* [EXERCISE OBJECTIVE]
A word-for-word restatement of the whole listing is the expected answer.

* [RECORDS FOR THIS TASK]
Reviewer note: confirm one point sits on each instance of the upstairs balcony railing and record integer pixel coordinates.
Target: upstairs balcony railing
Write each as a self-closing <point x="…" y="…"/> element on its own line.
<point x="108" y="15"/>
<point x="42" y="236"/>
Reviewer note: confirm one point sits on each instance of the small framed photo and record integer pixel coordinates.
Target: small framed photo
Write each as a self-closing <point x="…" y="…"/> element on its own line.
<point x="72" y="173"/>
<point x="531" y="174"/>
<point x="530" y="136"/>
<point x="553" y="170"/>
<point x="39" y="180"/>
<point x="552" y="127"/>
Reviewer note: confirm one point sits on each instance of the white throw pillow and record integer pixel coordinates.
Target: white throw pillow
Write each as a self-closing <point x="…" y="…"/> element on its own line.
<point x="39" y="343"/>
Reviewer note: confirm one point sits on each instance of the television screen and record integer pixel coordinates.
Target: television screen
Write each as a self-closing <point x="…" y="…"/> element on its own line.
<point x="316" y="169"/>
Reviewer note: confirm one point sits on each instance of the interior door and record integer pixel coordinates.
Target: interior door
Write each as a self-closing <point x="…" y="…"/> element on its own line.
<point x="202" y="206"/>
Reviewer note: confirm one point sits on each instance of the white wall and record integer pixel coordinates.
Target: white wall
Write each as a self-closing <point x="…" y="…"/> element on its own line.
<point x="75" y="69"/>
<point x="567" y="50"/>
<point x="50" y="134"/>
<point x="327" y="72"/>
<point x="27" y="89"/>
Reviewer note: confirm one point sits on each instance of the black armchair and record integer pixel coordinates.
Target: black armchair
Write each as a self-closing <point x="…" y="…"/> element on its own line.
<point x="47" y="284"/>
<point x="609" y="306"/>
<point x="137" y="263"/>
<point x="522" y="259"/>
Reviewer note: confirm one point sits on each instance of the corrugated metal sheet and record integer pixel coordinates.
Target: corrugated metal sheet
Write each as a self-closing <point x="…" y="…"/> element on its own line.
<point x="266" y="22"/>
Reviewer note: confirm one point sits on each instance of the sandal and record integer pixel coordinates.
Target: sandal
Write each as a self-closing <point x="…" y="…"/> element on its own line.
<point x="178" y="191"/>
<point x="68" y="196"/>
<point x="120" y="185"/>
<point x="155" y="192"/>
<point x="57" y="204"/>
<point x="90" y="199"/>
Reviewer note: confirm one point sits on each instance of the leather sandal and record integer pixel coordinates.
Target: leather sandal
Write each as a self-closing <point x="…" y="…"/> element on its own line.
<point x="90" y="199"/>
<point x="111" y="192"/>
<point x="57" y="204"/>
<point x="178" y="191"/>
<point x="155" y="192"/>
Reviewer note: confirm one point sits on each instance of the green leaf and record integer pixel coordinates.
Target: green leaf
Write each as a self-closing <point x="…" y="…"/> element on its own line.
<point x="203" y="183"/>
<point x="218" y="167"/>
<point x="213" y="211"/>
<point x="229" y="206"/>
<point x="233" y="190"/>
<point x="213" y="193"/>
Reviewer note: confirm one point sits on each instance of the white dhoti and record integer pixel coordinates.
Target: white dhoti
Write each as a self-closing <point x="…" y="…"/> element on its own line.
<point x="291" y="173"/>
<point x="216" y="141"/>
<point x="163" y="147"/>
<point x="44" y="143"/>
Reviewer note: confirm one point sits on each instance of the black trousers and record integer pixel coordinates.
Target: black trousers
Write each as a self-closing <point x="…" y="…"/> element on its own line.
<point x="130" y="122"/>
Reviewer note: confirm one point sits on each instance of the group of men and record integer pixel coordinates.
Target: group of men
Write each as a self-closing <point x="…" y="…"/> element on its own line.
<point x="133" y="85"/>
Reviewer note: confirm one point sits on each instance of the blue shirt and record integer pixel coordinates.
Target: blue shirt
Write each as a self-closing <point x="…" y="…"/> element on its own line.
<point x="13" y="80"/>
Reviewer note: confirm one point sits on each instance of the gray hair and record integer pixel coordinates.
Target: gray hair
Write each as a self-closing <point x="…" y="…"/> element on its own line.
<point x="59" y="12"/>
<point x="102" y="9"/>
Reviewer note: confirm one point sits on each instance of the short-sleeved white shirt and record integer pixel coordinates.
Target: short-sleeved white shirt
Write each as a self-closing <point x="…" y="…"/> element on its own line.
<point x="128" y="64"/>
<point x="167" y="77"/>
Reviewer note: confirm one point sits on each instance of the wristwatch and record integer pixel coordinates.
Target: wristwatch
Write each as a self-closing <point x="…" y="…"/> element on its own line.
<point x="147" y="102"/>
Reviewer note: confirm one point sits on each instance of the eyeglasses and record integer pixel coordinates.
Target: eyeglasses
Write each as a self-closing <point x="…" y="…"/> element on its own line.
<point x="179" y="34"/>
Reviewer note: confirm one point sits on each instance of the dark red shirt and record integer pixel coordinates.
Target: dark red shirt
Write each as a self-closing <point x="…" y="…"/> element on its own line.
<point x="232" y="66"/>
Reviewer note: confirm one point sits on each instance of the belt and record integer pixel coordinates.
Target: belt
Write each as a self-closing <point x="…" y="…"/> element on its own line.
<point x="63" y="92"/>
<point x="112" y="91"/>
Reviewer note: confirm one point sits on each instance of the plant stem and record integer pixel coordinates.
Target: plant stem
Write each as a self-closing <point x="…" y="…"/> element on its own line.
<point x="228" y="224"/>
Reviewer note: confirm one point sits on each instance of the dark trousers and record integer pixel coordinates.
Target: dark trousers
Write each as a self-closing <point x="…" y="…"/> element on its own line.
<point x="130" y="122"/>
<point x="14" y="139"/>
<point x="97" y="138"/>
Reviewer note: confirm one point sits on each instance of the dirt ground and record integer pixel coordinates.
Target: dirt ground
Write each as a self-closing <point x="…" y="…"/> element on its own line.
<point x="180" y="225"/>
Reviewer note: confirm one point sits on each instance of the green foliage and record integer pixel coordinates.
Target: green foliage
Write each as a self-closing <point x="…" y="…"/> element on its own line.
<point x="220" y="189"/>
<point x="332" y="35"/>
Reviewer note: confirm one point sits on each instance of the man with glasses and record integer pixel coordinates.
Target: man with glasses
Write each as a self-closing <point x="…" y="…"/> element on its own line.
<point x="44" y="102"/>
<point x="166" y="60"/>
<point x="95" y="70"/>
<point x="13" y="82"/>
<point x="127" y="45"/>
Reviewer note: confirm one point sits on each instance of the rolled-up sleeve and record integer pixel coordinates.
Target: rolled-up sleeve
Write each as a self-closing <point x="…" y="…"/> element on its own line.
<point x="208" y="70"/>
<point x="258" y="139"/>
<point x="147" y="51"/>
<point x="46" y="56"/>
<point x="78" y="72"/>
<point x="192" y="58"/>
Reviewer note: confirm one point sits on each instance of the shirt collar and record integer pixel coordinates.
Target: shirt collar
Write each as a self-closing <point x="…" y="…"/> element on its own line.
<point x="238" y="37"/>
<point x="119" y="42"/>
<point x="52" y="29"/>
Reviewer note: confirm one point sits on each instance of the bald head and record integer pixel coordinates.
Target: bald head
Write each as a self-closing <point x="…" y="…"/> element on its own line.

* [RESPONSE TO THE EXERCISE]
Reviewer note: confirm one point sits on each instance of the upstairs balcony railing and record integer pixel coordinates.
Target: upstairs balcony railing
Write each as a self-closing <point x="…" y="…"/> element on its own line.
<point x="108" y="15"/>
<point x="42" y="236"/>
Reviewer note: confirm one point sits on each instance of the small framed photo and record integer pixel coordinates.
Target: small framed photo
Write each as a self-closing <point x="…" y="…"/> element on its own line.
<point x="72" y="173"/>
<point x="531" y="174"/>
<point x="530" y="136"/>
<point x="553" y="170"/>
<point x="39" y="180"/>
<point x="552" y="127"/>
Reviewer note: confirm one point sits on each instance of the white throw pillow and record integer pixel coordinates.
Target: white throw pillow
Write each as a self-closing <point x="…" y="…"/> element on its own line.
<point x="39" y="343"/>
Reviewer note: confirm one point sits on each instance of the television screen and record integer pixel coordinates.
Target: television screen
Write each as a self-closing <point x="…" y="…"/> element on its own line.
<point x="316" y="169"/>
Reviewer note: confirm one point sits on each instance of the interior door and record integer pixel coordinates.
Target: interior door
Write each as a self-closing <point x="…" y="…"/> element on its own line.
<point x="202" y="206"/>
Reviewer note: confirm one point sits on each instance of the white wall and record integer pixel coordinates.
Target: white wall
Write each as a self-closing <point x="…" y="…"/> element on its own line.
<point x="75" y="69"/>
<point x="567" y="50"/>
<point x="50" y="134"/>
<point x="327" y="72"/>
<point x="27" y="89"/>
Reviewer note: confirm one point sits on each instance of the black armchair and record integer pixel coordinates.
Target: black armchair
Write each as a self-closing <point x="…" y="…"/> element on its own line.
<point x="47" y="284"/>
<point x="609" y="306"/>
<point x="137" y="263"/>
<point x="522" y="259"/>
Reviewer note: confirm one point sits on each instance of the corrugated metal sheet and record integer pixel coordinates.
Target: corrugated metal sheet
Write each as a self-closing <point x="…" y="…"/> element on its own line.
<point x="266" y="22"/>
Reviewer note: confirm one point sits on each instance of the sandal and record integer pixel coordinates.
Target: sandal
Write each as a self-closing <point x="…" y="…"/> element on its own line.
<point x="178" y="191"/>
<point x="68" y="196"/>
<point x="120" y="185"/>
<point x="155" y="192"/>
<point x="57" y="204"/>
<point x="90" y="199"/>
Reviewer note: confirm one point sits on each instance of the leather sandal and record integer pixel coordinates.
Target: leather sandal
Write each as a self-closing <point x="…" y="…"/> element on its own line.
<point x="90" y="199"/>
<point x="111" y="192"/>
<point x="57" y="204"/>
<point x="178" y="191"/>
<point x="155" y="192"/>
Reviewer note: confirm one point sits on each instance of the green leaf and record integer pixel coordinates.
Target: green leaf
Write each as a self-closing <point x="…" y="…"/> element on its own line.
<point x="203" y="183"/>
<point x="218" y="167"/>
<point x="213" y="211"/>
<point x="229" y="206"/>
<point x="233" y="190"/>
<point x="213" y="193"/>
Reviewer note: confirm one point sits on each instance of the white dhoti and record integer pixel coordinates.
Target: white dhoti
Write each as a self-closing <point x="…" y="…"/> element on its own line.
<point x="291" y="173"/>
<point x="216" y="141"/>
<point x="163" y="147"/>
<point x="44" y="143"/>
Reviewer note: confirm one point sits on each instance of the black trousers and record integer pixel coordinates.
Target: black trousers
Write each as a self-closing <point x="…" y="…"/> element on its own line.
<point x="130" y="122"/>
Reviewer note: confirm one point sits on each instance of the group of men and record integer pixel coordinates.
Target: group of men
Write each as a self-closing <point x="…" y="…"/> element on its own line.
<point x="133" y="85"/>
Reviewer note: confirm one point sits on each instance of the blue shirt and record integer pixel coordinates.
Target: blue shirt
Write each as a self-closing <point x="…" y="…"/> element on its own line.
<point x="13" y="80"/>
Reviewer note: confirm one point sits on each instance of the gray hair and record integer pixel coordinates.
Target: gray hair
Write each as a self-closing <point x="…" y="…"/> element on its own line.
<point x="59" y="12"/>
<point x="102" y="9"/>
Reviewer note: confirm one point sits on each instance of the short-sleeved white shirt and record integer pixel coordinates.
Target: short-sleeved white shirt
Write each as a self-closing <point x="…" y="…"/> element on its own line.
<point x="128" y="64"/>
<point x="167" y="77"/>
Reviewer note: confirm one point sits on each instance of the wristwatch and record integer pixel coordinates.
Target: wristwatch
Write each as a self-closing <point x="…" y="…"/> element on its own line.
<point x="147" y="102"/>
Reviewer note: confirm one point sits on each instance of the eyeglasses and record integer pixel coordinates.
Target: eyeglasses
Write each as a self-closing <point x="…" y="…"/> element on its own line.
<point x="179" y="34"/>
Reviewer note: confirm one point sits on each instance of the dark red shirt and record integer pixel coordinates.
Target: dark red shirt
Write each as a self-closing <point x="…" y="…"/> element on its own line.
<point x="232" y="66"/>
Reviewer note: confirm one point sits on each instance of the belt and record integer pixel coordinates.
Target: belt
Write each as a self-closing <point x="…" y="…"/> element on its own line.
<point x="63" y="92"/>
<point x="112" y="91"/>
Reviewer note: confirm one point sits on each instance of the plant stem and record integer pixel coordinates.
Target: plant stem
Write each as a self-closing <point x="…" y="…"/> element on its own line.
<point x="228" y="224"/>
Reviewer note: confirm one point sits on each instance of the dark trousers and record integer pixel coordinates.
Target: dark trousers
Write each as a self-closing <point x="…" y="…"/> element on its own line.
<point x="130" y="122"/>
<point x="14" y="139"/>
<point x="97" y="138"/>
Reviewer note: confirm one point sits on each instance of the dirt ground and record integer pixel coordinates.
Target: dirt ground
Write each as a self-closing <point x="…" y="…"/> element on its own line.
<point x="180" y="225"/>
Reviewer note: confirm one point sits on each instance of the green foliage and record integer pixel coordinates.
Target: green foliage
Write each as a self-closing <point x="…" y="…"/> element on its own line.
<point x="220" y="189"/>
<point x="332" y="35"/>
Reviewer note: confirm one point sits on each instance of the man with glasses and record integer pixel coordinates.
Target: man with glasses
Write each as a self-closing <point x="…" y="…"/> element on its own line.
<point x="44" y="102"/>
<point x="166" y="60"/>
<point x="95" y="70"/>
<point x="13" y="82"/>
<point x="127" y="45"/>
Reviewer note: confirm one point sits on each instance of the rolled-up sleeve and record integer pixel coordinates.
Target: rolled-up sleeve
Write each as a self-closing <point x="…" y="…"/> element on its own line.
<point x="208" y="70"/>
<point x="258" y="139"/>
<point x="147" y="51"/>
<point x="46" y="56"/>
<point x="78" y="72"/>
<point x="192" y="58"/>
Reviewer note: confirm one point sits on each instance of the shirt collar and record integer pixel coordinates.
Target: shirt collar
Write each as a self-closing <point x="…" y="…"/> element on its own line.
<point x="238" y="37"/>
<point x="119" y="42"/>
<point x="52" y="29"/>
Reviewer note: confirm one point sits on each instance of the bald head and record integer pixel coordinates.
Target: bald head
Write each as a self-closing <point x="…" y="…"/> element on its own line.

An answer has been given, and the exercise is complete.